Reproduce exactly the lines from the one containing "task | identify every instance of the truck headlight" through the last line of the records below, both included, and nothing else.
>> begin
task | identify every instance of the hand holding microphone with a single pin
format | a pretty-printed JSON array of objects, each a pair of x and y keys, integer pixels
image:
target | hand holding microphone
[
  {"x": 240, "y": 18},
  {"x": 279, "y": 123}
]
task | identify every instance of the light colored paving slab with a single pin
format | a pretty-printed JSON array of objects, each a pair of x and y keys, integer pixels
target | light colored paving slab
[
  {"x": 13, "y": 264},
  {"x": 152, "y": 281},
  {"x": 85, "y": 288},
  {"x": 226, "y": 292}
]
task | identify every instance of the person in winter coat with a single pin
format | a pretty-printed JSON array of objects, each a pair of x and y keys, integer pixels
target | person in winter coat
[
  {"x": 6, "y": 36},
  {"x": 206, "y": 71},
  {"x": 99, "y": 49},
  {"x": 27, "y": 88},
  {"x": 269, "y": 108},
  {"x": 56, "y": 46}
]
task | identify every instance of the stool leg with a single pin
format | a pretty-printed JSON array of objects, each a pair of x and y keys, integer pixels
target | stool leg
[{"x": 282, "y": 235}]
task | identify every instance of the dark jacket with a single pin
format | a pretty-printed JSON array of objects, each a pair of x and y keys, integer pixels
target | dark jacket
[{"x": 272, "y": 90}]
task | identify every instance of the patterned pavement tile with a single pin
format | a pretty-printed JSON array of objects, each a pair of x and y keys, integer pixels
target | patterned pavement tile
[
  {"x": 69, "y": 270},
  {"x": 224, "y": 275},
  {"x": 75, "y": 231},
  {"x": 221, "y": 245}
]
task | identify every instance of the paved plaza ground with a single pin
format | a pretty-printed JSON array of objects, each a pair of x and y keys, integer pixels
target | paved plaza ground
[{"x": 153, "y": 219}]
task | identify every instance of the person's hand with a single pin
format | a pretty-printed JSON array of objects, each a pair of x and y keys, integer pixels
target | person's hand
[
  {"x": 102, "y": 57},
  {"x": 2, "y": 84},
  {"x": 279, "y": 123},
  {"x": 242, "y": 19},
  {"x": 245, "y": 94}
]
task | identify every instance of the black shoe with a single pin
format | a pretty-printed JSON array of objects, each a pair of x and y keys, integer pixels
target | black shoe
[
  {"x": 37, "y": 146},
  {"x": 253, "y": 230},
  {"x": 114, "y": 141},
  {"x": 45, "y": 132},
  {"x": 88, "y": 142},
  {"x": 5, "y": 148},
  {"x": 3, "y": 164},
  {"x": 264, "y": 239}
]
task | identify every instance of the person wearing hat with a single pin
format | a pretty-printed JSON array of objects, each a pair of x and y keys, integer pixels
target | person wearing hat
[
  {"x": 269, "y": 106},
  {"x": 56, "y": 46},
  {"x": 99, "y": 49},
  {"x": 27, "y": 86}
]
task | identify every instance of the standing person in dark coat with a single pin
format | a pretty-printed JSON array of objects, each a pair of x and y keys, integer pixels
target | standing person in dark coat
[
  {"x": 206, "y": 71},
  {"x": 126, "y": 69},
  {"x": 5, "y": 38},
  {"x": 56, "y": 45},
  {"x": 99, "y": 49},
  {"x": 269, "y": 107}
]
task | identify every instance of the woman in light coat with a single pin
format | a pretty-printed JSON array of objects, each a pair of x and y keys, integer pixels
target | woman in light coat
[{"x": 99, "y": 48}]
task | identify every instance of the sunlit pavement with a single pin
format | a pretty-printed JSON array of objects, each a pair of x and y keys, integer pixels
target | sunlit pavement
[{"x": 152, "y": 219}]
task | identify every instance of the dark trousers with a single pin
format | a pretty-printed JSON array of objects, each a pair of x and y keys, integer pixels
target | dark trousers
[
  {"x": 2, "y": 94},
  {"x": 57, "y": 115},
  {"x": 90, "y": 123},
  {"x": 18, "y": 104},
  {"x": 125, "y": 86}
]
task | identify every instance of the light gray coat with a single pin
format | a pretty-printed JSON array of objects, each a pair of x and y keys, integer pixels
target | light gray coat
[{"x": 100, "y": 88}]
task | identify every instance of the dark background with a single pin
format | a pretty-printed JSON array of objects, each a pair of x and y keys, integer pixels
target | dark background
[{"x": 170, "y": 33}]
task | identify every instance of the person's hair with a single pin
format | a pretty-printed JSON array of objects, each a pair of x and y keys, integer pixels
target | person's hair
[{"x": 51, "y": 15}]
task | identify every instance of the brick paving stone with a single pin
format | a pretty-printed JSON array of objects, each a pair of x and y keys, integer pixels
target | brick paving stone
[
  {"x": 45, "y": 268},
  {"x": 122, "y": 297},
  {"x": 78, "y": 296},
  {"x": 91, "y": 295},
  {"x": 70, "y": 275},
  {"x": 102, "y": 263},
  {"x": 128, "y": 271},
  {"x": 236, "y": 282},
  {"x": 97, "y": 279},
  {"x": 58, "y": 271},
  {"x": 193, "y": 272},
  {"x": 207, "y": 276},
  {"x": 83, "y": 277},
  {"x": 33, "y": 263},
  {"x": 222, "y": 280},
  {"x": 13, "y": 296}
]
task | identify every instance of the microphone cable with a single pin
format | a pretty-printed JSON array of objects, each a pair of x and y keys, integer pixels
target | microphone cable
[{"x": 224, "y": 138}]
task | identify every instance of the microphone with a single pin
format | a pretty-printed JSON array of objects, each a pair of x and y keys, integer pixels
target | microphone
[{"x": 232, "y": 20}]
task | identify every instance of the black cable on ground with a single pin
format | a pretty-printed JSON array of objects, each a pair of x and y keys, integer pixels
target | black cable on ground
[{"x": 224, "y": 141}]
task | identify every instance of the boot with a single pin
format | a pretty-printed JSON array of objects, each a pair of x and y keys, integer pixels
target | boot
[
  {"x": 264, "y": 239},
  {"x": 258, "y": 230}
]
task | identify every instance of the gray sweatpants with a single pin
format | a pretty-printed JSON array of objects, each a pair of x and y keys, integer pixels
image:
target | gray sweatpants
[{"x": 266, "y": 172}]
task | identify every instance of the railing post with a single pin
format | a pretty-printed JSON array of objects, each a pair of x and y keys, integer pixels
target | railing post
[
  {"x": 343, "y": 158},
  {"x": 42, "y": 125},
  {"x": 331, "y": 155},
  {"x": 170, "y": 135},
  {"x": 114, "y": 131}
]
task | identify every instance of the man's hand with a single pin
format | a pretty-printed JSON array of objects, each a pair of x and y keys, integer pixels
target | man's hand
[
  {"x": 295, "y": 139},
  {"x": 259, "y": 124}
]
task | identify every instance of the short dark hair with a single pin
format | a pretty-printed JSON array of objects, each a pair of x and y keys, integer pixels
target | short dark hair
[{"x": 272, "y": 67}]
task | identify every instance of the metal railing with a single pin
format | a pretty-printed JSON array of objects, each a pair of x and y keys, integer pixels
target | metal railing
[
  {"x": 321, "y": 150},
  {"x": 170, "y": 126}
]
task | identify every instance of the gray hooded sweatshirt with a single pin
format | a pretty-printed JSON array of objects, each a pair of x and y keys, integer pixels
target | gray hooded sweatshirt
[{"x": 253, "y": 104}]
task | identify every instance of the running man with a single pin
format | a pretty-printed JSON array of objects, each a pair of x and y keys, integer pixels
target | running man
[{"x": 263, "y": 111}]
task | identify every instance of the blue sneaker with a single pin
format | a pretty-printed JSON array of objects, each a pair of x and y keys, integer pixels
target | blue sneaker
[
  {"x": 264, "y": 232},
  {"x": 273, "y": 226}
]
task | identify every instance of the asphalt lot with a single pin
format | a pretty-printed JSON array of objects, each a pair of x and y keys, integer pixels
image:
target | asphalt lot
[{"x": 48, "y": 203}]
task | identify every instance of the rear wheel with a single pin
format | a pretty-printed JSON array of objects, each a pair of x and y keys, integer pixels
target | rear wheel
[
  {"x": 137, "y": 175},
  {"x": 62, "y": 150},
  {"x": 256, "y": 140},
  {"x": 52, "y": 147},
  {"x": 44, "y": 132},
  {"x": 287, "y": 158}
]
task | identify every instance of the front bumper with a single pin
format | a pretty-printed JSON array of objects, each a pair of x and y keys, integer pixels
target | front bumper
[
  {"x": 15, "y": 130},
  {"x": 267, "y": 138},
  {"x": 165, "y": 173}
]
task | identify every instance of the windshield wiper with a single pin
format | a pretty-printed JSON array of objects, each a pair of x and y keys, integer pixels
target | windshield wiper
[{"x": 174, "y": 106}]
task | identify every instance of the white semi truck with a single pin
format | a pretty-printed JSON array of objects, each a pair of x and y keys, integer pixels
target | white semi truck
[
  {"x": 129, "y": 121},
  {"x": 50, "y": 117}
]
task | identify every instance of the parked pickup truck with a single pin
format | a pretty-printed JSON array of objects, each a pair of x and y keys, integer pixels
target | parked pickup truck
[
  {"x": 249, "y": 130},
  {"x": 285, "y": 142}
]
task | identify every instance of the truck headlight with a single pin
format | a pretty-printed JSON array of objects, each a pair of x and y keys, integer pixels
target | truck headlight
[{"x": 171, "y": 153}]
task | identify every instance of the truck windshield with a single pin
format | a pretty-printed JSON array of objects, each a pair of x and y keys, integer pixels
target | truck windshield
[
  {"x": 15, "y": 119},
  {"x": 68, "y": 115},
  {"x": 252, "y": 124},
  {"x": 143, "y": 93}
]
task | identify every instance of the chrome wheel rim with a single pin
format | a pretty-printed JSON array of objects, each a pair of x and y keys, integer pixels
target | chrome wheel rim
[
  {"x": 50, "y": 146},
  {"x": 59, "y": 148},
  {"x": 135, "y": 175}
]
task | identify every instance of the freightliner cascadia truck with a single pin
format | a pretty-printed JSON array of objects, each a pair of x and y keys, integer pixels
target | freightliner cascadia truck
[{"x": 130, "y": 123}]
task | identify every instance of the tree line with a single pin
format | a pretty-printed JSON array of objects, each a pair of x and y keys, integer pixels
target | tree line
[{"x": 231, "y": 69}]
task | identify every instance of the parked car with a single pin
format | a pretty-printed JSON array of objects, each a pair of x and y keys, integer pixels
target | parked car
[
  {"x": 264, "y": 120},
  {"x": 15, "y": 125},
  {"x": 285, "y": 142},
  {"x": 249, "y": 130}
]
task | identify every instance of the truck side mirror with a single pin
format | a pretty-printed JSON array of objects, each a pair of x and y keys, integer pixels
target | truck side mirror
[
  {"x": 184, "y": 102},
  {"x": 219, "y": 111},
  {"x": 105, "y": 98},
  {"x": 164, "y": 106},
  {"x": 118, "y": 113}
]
>> end
* FULL RESPONSE *
task | identify every instance of the truck headlight with a single pin
format | a pretty-printed JSON array of objects, each a pair of x and y keys, integer pixels
target | truck headlight
[{"x": 171, "y": 153}]
task | identify every instance of the truck windshield with a single pin
format | a pretty-printed JSON array of objects, each a pair of x and y keys, integer pixels
target | truck windshield
[
  {"x": 15, "y": 119},
  {"x": 68, "y": 115},
  {"x": 252, "y": 124},
  {"x": 143, "y": 93}
]
task | identify every instance of the chrome wheel rim with a single pin
format | a pretty-printed JSON array of objects, each a pair of x and y keys, integer pixels
target | chrome wheel rim
[
  {"x": 50, "y": 146},
  {"x": 59, "y": 148},
  {"x": 135, "y": 175}
]
task | identify every instance of the freightliner cascadia truck with a single pin
format | a pretty-printed JSON array of objects, each a pair of x and y keys, integer pixels
target | freightliner cascadia truck
[{"x": 130, "y": 123}]
task | identify every instance of the tree line with a single pin
format | a pretty-printed JSON array of objects, each a pair of x and y keys, integer pixels
target | tree line
[{"x": 231, "y": 69}]
task | identify every instance of the parked car with a single pin
format | a pretty-printed JSON array of objects, each a pair of x and y keys, integer pixels
target | parked car
[
  {"x": 264, "y": 120},
  {"x": 15, "y": 125},
  {"x": 285, "y": 142},
  {"x": 249, "y": 130}
]
task | identify every instance of the truck side mirror with a single pin
format | a pretty-printed JSON array of objects, each a pair of x and y keys, integer pixels
target | truck side mirror
[
  {"x": 184, "y": 102},
  {"x": 219, "y": 111},
  {"x": 105, "y": 98},
  {"x": 164, "y": 106},
  {"x": 118, "y": 113}
]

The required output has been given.